Op 24 februari 2020 heeft de Rechtbank Noord-Nederland, locatie Leeuwarden, een beschikking gegeven in een zaak betreffende de voortzetting van een crisismaatregel op basis van de Wet verplichte geestelijke gezondheidszorg (Wvggz). De officier van justitie had een verzoek ingediend tot voortzetting van de crisismaatregel voor een betrokkene, die lijdt aan ernstige psychische stoornissen, waaronder bipolaire-stemmingsstoornissen en andere gedragsstoornissen. De rechtbank heeft kennisgenomen van het verzoekschrift en de bijlagen, waaronder een medische verklaring en relevante politiegegevens. Tijdens de mondelinge behandeling op dezelfde dag zijn zowel de betrokkene als een psychiater gehoord.
De rechtbank heeft vastgesteld dat er sprake is van onmiddellijk dreigend ernstig nadeel voor de betrokkene, wat de noodzaak van de crisismaatregel onderstreept. Ondanks het verweer van de betrokkene dat zijn gedrag niet voortvloeit uit een psychische stoornis, maar uit somatische klachten, heeft de rechtbank de bevindingen van de psychiater gevolgd. De psychiater heeft aangegeven dat het gedrag van de betrokkene niet alleen door somatische klachten kan worden verklaard en dat de medicatie effect heeft op zijn toestand.
De rechtbank heeft geconcludeerd dat de voorgestelde verplichte zorg, waaronder opname in een accommodatie, noodzakelijk is om het dreigende nadeel af te wenden. De machtiging tot voortzetting van de crisismaatregel is verleend voor een periode van drie weken, tot en met 16 maart 2020. Deze beschikking is openbaar uitgesproken op 24 februari 2020 door rechter S.M. Barkhuijsen-Venselaar, met het rechtsmiddel van cassatie open tegen deze beschikking.

• **OPDRACHT**
Typ het tekstfragment hierboven volledig en woord voor woord over. Het materiaal dat volgt staat los van de tekst hierboven.

• **VERMELDE GEGEVENS**
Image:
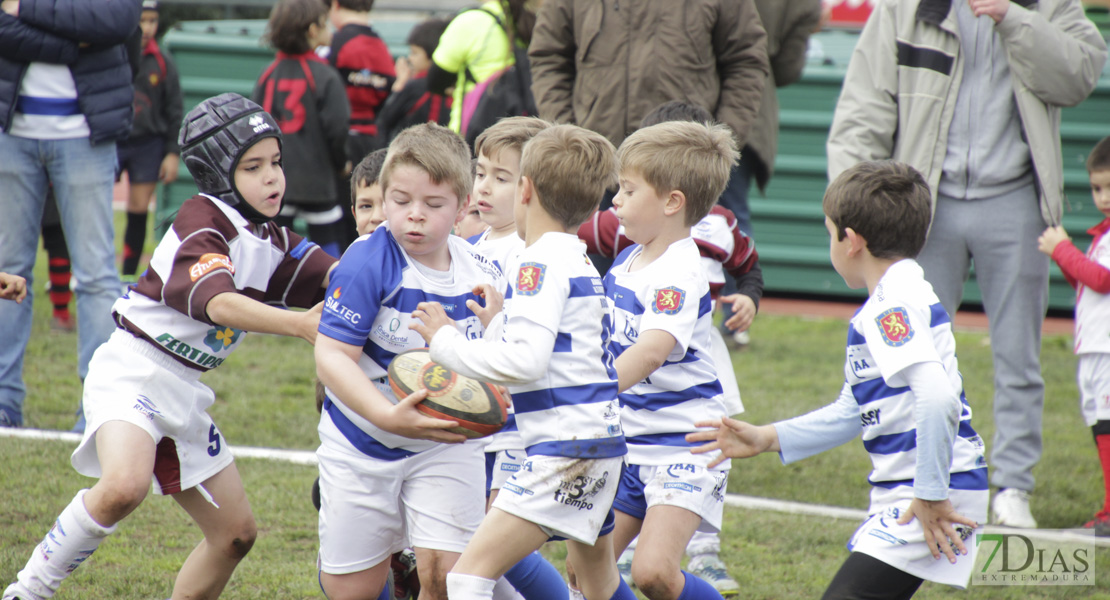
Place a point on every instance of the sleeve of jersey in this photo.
(354, 295)
(1078, 267)
(936, 416)
(674, 306)
(201, 270)
(899, 335)
(300, 276)
(823, 429)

• **RESULTAAT**
Op 24 februari 2020 heeft de Rechtbank Noord-Nederland, locatie Leeuwarden, een beschikking gegeven in een zaak betreffende de voortzetting van een crisismaatregel op basis van de Wet verplichte geestelijke gezondheidszorg (Wvggz). De officier van justitie had een verzoek ingediend tot voortzetting van de crisismaatregel voor een betrokkene, die lijdt aan ernstige psychische stoornissen, waaronder bipolaire-stemmingsstoornissen en andere gedragsstoornissen. De rechtbank heeft kennisgenomen van het verzoekschrift en de bijlagen, waaronder een medische verklaring en relevante politiegegevens. Tijdens de mondelinge behandeling op dezelfde dag zijn zowel de betrokkene als een psychiater gehoord.
De rechtbank heeft vastgesteld dat er sprake is van onmiddellijk dreigend ernstig nadeel voor de betrokkene, wat de noodzaak van de crisismaatregel onderstreept. Ondanks het verweer van de betrokkene dat zijn gedrag niet voortvloeit uit een psychische stoornis, maar uit somatische klachten, heeft de rechtbank de bevindingen van de psychiater gevolgd. De psychiater heeft aangegeven dat het gedrag van de betrokkene niet alleen door somatische klachten kan worden verklaard en dat de medicatie effect heeft op zijn toestand.
De rechtbank heeft geconcludeerd dat de voorgestelde verplichte zorg, waaronder opname in een accommodatie, noodzakelijk is om het dreigende nadeel af te wenden. De machtiging tot voortzetting van de crisismaatregel is verleend voor een periode van drie weken, tot en met 16 maart 2020. Deze beschikking is openbaar uitgesproken op 24 februari 2020 door rechter S.M. Barkhuijsen-Venselaar, met het rechtsmiddel van cassatie open tegen deze beschikking.